• Work to complete: Look below for the line containing "Where can you find the small". Output it and each remaining line of the entries exactly, and nothing else.

• Point-based annotation data:
%%

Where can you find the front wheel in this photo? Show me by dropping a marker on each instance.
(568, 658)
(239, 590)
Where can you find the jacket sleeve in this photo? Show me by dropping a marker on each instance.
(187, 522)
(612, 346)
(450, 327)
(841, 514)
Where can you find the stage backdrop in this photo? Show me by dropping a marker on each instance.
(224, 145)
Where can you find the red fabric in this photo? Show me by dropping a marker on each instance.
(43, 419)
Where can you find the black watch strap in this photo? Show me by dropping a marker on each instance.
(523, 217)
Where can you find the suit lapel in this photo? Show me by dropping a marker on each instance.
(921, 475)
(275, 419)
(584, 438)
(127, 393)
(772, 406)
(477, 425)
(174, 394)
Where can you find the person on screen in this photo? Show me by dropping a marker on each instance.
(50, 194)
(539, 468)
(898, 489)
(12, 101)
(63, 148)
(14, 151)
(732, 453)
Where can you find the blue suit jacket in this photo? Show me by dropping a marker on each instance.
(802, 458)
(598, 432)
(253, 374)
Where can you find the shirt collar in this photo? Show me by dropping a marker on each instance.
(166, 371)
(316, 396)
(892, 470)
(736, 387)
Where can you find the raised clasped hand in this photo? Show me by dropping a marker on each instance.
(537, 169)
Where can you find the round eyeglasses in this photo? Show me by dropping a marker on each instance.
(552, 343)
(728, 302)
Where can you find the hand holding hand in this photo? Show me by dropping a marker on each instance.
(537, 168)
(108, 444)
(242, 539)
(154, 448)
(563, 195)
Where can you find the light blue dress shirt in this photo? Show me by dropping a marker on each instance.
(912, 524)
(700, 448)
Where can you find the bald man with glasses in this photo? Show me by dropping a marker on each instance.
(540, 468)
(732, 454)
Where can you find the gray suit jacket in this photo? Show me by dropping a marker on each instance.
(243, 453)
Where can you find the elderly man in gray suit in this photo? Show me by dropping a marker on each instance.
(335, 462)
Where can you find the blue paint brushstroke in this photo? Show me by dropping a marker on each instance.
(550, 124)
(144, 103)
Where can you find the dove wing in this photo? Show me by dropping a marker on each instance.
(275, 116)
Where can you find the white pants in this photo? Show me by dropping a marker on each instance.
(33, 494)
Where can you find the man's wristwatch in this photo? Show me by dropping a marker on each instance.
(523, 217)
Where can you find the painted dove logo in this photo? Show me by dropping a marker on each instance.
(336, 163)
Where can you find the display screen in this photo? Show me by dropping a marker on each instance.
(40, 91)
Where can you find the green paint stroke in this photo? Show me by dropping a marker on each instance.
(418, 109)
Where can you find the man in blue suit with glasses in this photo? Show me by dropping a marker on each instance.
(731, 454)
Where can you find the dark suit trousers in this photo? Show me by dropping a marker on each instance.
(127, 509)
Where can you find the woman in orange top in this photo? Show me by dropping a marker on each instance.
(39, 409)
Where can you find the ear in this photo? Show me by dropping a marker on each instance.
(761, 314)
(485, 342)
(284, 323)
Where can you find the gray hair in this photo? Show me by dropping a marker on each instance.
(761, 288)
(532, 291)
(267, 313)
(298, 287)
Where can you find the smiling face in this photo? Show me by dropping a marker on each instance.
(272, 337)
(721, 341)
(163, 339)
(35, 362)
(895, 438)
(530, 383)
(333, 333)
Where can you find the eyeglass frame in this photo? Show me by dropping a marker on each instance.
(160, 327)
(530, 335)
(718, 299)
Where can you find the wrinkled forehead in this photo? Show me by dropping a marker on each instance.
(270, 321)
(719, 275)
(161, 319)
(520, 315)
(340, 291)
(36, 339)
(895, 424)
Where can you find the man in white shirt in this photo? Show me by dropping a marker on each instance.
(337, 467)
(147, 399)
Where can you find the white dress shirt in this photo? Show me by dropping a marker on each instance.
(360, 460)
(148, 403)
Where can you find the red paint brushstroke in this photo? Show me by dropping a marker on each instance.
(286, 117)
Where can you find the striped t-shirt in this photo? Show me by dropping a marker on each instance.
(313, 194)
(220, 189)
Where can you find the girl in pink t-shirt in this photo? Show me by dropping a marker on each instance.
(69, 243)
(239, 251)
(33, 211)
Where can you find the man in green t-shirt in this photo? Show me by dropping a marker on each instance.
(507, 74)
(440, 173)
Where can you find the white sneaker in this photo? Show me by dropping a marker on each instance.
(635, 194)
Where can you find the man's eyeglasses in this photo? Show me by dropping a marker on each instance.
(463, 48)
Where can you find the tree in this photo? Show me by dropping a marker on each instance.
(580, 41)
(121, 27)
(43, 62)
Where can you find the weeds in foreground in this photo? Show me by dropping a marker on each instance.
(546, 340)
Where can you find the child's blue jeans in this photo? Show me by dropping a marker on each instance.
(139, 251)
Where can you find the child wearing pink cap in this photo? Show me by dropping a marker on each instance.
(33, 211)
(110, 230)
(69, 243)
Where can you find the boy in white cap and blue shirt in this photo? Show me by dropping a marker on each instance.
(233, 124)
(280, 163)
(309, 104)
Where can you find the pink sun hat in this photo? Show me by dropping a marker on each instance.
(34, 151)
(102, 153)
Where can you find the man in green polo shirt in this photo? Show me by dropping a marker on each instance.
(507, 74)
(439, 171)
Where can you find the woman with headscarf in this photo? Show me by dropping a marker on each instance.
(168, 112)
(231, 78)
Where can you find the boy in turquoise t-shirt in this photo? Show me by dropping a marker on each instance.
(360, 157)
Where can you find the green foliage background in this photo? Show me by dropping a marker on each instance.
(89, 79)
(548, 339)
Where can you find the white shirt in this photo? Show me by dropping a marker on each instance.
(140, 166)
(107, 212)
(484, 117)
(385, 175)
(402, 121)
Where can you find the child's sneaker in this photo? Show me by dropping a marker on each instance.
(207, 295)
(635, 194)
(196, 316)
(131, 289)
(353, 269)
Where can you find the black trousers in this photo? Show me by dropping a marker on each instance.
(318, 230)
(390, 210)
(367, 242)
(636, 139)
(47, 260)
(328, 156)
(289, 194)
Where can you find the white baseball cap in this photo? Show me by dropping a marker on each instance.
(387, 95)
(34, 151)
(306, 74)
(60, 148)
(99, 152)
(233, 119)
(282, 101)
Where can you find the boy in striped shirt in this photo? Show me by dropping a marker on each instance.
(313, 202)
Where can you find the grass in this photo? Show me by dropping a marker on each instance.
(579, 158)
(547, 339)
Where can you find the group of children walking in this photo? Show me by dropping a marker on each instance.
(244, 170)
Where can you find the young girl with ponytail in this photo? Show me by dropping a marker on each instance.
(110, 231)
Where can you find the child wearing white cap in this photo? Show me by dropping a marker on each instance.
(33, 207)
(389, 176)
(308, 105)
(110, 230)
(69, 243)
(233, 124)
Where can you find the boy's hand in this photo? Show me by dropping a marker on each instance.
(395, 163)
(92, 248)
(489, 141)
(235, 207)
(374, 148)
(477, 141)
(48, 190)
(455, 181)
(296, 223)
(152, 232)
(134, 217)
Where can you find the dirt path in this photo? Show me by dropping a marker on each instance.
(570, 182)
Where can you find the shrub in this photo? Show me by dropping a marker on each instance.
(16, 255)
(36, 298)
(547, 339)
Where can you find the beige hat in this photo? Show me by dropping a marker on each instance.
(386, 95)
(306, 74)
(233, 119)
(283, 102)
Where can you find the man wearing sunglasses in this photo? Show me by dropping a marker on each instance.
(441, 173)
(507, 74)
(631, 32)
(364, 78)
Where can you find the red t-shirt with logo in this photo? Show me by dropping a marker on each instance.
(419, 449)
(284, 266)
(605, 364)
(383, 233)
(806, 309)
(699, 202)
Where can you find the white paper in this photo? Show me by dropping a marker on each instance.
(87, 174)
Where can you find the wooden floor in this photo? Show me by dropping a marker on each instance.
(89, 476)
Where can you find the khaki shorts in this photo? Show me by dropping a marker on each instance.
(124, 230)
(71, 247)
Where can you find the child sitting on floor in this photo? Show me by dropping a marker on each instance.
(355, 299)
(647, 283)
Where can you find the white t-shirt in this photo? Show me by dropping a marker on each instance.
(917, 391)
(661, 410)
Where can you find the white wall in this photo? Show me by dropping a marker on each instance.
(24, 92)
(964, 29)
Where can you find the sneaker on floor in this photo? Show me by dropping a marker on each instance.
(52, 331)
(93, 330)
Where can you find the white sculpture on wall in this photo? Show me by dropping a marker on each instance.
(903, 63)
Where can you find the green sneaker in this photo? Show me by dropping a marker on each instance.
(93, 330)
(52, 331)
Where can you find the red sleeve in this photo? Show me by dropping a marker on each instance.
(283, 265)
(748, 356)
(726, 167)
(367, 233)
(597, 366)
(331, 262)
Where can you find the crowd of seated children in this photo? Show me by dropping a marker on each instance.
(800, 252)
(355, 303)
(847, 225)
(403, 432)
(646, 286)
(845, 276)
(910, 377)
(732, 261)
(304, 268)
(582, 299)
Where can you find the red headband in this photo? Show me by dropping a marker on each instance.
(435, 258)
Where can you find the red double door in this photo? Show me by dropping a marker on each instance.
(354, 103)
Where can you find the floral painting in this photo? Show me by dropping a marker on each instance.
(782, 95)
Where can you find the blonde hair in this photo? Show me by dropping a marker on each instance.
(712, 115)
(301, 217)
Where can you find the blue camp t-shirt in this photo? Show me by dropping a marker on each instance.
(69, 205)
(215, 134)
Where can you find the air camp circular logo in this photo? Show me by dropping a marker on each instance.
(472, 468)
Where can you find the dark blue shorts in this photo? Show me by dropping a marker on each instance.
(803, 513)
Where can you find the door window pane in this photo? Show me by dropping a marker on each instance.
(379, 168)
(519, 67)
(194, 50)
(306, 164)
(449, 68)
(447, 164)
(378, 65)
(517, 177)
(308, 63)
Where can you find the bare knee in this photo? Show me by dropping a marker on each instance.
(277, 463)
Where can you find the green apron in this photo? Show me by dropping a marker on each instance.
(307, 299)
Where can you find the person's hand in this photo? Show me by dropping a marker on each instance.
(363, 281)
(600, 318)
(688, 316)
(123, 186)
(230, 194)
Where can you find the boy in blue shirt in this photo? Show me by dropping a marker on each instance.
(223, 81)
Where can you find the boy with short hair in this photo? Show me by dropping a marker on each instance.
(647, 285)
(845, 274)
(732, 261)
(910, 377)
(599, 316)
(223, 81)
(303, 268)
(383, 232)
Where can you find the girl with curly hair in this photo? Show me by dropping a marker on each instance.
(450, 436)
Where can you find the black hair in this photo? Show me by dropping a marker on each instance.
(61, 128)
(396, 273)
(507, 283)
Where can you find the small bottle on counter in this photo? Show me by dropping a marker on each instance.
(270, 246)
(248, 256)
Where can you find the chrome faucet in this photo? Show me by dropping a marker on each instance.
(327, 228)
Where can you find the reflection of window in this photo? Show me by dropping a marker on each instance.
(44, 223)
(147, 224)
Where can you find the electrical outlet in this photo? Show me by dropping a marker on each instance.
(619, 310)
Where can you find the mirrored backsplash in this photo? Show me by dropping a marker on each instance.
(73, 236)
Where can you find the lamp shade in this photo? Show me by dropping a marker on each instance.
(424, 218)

%%

• Exercise output:
Where can you find the small bottle on counter in this photo? Show me by dropping a marker on each instance.
(270, 246)
(248, 256)
Where can you find the chrome faucet in this photo? Show me by dropping a marker on each instance.
(327, 228)
Where can you find the reflection of window in this photo? Show me by dropping a marker on each instance.
(44, 223)
(147, 224)
Where can you find the electrical outlet in this photo? Show me by dropping a marker on each instance.
(619, 310)
Where can you find the mirrored backsplash in this photo? Show me by dropping a marker on each instance.
(73, 236)
Where can you find the lamp shade in this photo? Show me by dropping a marker on each instance.
(424, 218)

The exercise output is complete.